*Prompt*
Transcribe every row below word for word, omitting the pictures from your copy.

*Input material*
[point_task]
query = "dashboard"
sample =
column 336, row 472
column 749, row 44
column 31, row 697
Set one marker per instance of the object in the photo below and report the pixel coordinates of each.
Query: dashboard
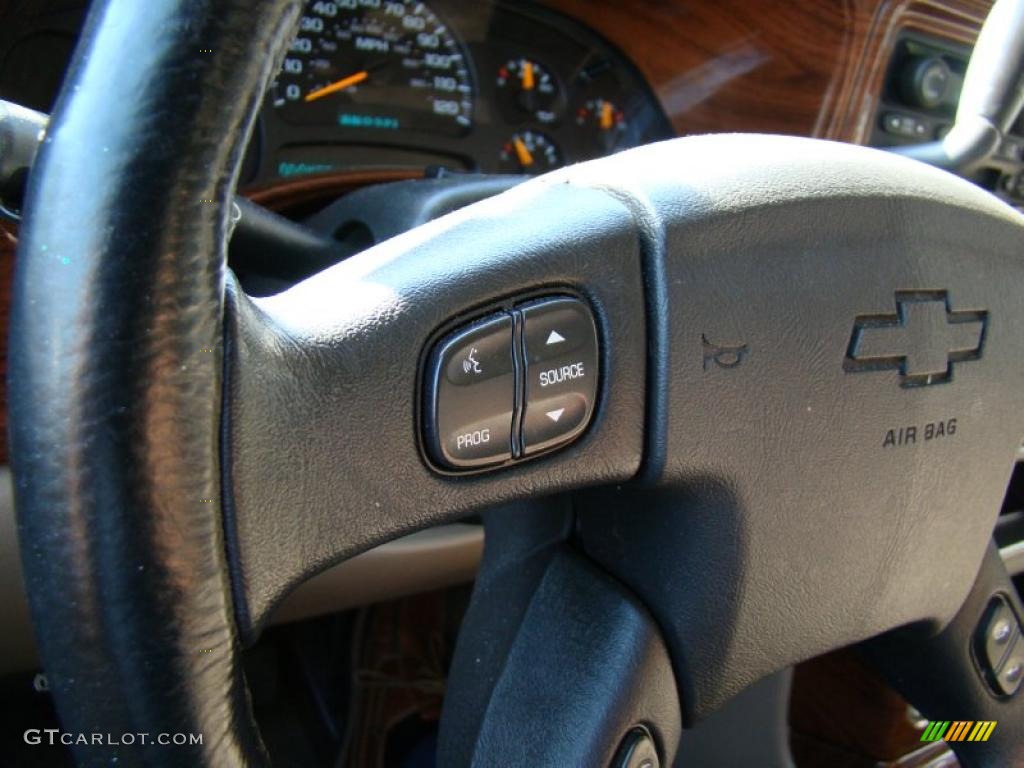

*Result for this task*
[point_task]
query = "dashboard"
sample =
column 336, row 472
column 749, row 44
column 31, row 697
Set one marker per instance of the object in the photo below and report the pixel coordinates of each.
Query: dashboard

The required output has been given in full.